• Provided passage
A Pakistani cameraman films the blood-stained damaged car of slain Pakistan's government minister for religious minorities Shahbaz Bhatti in Islamabad, Pakistan, March 2, 2011.
A Pakistani cameraman films the blood-stained damaged car of slain Pakistan's government minister for religious minorities Shahbaz Bhatti in Islamabad, Pakistan, March 2, 2011.

The United States is expressing shock and outrage at the Wednesday assassination of Pakistan’s Minister for Minorities, Shahbaz Bhatti, a Christian who had sought to amend a law mandating a death penalty for insulting Islam. Secretary of State Hillary Clinton said the killing, attributed to Taliban militants, is part of an alarming trend of religious intolerance in South Asia and the Middle East.

The tone of U.S. reaction was set by President Barack Obama, who in a written statement called the Bhatti assassination a horrific act of violence, and said he was deeply saddened by the death.

Bhatti, Pakistan’s only Christian cabinet member, became the second senior Pakistani official to be assassinated for opposing the blasphemy law. In January, Punjabi provincial governor Salman Taseer was killed by one of his bodyguards.

President Obama said Bhatti fought for and gave his life for universal values that Pakistanis, Americans and others around the world hold dear - the rights to speak one’s mind, practice one’s religion and be free from discrimination based on one’s background or beliefs.

Appearing before the U.S. Senate Foreign Relations Committee, Secretary of State Hillary Clinton said the killing was an attack not only on one man but on the values of tolerance and respect for all faiths championed by Pakistan’s founder, Mohammed Ali Jinnah. "I recently had the opportunity to meet with Minister Bhatti. He was a very impressive, courageous man. He was a patriot, he was a man of great conviction, he cared deeply for Pakistan and he had dedicated his life to helping the least among us," she said.

• To-do list
1. Decide whether each statement agrees with the article on Shahbaz Bhatti's assassination, answering yes or no and quoting the words of the article that settle it: (a) Bhatti was the only Christian in Pakistan's cabinet; (b) Salman Taseer was killed by Taliban militants; (c) Hillary Clinton said she had recently met Bhatti.
2. Carry on the article on Shahbaz Bhatti's assassination from the point where it stops.
The data that comes after the article on Shahbaz Bhatti's assassination has no connection to it.

• Supplied records

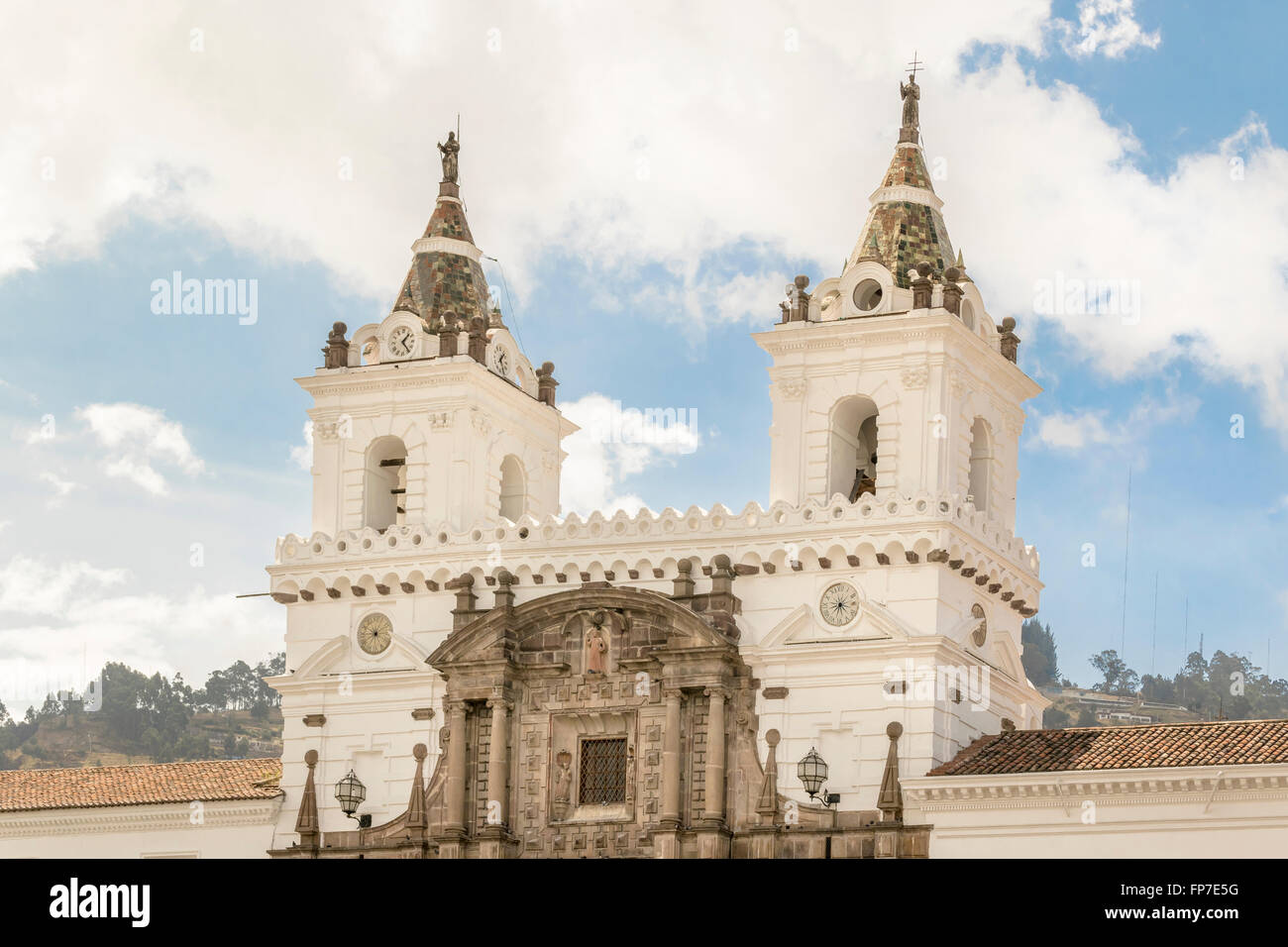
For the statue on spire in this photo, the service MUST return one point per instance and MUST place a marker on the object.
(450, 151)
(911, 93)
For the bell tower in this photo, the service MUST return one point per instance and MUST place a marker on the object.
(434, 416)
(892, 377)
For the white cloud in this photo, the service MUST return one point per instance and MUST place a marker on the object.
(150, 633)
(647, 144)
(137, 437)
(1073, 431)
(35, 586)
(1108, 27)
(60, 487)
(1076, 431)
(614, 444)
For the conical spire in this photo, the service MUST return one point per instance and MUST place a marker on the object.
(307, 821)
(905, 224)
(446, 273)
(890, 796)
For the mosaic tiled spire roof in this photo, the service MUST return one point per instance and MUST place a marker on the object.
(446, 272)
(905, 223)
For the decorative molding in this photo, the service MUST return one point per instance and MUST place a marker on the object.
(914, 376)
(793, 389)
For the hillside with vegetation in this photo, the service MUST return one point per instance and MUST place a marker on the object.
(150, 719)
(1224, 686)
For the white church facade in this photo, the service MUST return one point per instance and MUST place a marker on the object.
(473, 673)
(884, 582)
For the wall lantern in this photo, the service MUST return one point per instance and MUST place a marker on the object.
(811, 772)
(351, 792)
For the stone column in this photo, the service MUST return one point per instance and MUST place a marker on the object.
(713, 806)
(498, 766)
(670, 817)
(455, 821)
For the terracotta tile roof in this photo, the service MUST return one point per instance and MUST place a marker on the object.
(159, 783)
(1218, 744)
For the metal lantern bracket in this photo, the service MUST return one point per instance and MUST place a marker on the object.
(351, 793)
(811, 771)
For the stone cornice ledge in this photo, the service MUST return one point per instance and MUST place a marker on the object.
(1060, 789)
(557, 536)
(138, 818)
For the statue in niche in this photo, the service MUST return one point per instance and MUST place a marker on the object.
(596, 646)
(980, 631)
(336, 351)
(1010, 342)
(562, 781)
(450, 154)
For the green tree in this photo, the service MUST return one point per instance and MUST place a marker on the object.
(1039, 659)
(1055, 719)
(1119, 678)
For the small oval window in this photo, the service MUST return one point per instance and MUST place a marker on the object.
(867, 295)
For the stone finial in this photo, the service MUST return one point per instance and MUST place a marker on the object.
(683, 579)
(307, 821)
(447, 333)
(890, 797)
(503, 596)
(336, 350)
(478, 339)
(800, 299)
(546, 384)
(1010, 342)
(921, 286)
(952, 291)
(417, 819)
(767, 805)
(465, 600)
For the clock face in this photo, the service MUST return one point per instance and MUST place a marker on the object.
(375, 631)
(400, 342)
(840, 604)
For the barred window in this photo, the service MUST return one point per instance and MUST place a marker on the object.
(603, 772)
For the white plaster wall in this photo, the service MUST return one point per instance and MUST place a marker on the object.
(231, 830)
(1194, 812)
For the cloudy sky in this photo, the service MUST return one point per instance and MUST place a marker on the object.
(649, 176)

• Responses per task
1.
(a) Yes: "Bhatti, Pakistan’s only Christian cabinet member"
(b) No: "Salman Taseer was killed by one of his bodyguards"
(c) Yes: "I recently had the opportunity to meet with Minister Bhatti."

2.
Clinton said Bhatti was well aware of what she said was a "drum beat of threats against him," yet he had agreed to continue as minister for minorities after Pakistan’s recent cabinet reshuffle.

She said she was shocked and outraged by his death, which she said was regrettably part of a broader trend of intolerance toward religious minorities. "The attack on Christians in Iraq, the attacks on the Copts in Egypt, the attack on minority Islamic sects in Pakistan and elsewhere is a matter of deep distress to me personally and to our government. It runs against all of our values and we are going to be doing all we can to support the freedom of religion, the freedom of conscience and to work with governments everywhere so that they uphold universal values," she said.

The Bhatti assassination was also condemned by the U.S. Commission on International Religious Freedom, an independent monitoring panel set up by a 1998 act of Congress.

Commission chairman Leonard Leo said the killing demonstrates the barbarity of Pakistan’s system of blasphemy laws, which he said do not keep the peace but rather embolden extremists.

Leo said after the killings of Bhatti and Punjabi leader Taseer that Pakistani President Asif Ali Zardari must find the courage to enact meaningful blasphemy law reforms "or Pakistan may well be lost."